Requirement =>
Here are some records. Copy each one exactly.

——

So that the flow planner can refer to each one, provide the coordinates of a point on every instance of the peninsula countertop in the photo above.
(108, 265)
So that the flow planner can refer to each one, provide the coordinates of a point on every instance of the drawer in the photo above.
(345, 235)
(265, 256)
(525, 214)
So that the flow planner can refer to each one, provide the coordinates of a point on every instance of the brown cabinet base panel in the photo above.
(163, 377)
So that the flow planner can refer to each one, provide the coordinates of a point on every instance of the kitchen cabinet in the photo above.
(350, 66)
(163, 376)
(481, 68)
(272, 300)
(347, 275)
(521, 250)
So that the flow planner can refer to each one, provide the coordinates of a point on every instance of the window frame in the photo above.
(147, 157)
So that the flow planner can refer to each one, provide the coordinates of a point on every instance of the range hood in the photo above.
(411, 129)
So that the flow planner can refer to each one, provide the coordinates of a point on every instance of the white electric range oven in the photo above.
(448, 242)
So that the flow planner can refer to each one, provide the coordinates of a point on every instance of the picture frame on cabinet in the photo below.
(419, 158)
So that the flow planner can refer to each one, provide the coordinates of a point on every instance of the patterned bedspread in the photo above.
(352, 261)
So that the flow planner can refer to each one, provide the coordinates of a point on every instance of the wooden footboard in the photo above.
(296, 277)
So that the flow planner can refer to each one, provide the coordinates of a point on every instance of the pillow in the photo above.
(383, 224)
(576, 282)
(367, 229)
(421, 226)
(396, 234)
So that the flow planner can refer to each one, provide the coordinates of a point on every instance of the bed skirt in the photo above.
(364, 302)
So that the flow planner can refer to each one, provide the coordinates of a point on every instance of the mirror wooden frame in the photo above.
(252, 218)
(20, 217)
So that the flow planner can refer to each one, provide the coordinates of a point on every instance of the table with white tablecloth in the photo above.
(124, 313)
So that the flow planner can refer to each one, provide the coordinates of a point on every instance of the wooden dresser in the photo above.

——

Written response =>
So that the flow planner can refer to each one, provide the coordinates of a point on every instance of the peninsula countertop in the photo above.
(108, 265)
So that the flow planner can refer to each one, provide the coordinates of a point on every instance of the drawer in the photo above.
(345, 235)
(265, 256)
(525, 214)
So that the flow planner can refer to each one, provide the coordinates of a point on every instance of the brown cabinet base panel in the photo above.
(163, 377)
So that the flow planner can refer to each one, provide the coordinates of a point on every instance of the kitchen cabinet in the photo above.
(350, 66)
(163, 376)
(481, 68)
(272, 300)
(347, 275)
(521, 250)
So that the flow planner can refer to each one, provide the coordinates of a point on every instance of the window frame in the photo above.
(147, 157)
So that the flow planner can refer to each one, provide the coordinates of a point on every instance of the range hood in the photo above.
(411, 129)
So that the flow planner can refer to each one, provide the coordinates of a point on every instance of the white electric range oven in the photo above.
(448, 242)
So that the flow planner can refer to each one, provide the coordinates of a point on every instance of the picture frame on cabinet in the photo below.
(419, 158)
So that the flow planner can refer to each one, provide the coordinates of a point on every instance of the patterned bedspread in the photo above.
(352, 261)
So that the flow planner can refer to each one, provide the coordinates of a point on every instance of the wooden footboard in the photo above.
(296, 277)
So that the flow planner can refer to each one, provide the coordinates of a point on every instance of the pillow in the photo above.
(383, 224)
(576, 282)
(367, 229)
(421, 226)
(396, 234)
So that the flow planner can refer to each one, provide the coordinates of a point on every instance of the bed skirt in the photo above.
(364, 302)
So that the flow planner can refer to each one, provide the coordinates of a point on every instance of the mirror wooden frame in the photo above.
(252, 218)
(20, 217)
So that the flow planner can refer to each one, provide the coordinates of a point on every instance of the table with white tablecloth in the photo above.
(124, 313)
So that the flow planner can refer to each one, provide the coordinates of a point on every instance of the wooden dresser in the photo above.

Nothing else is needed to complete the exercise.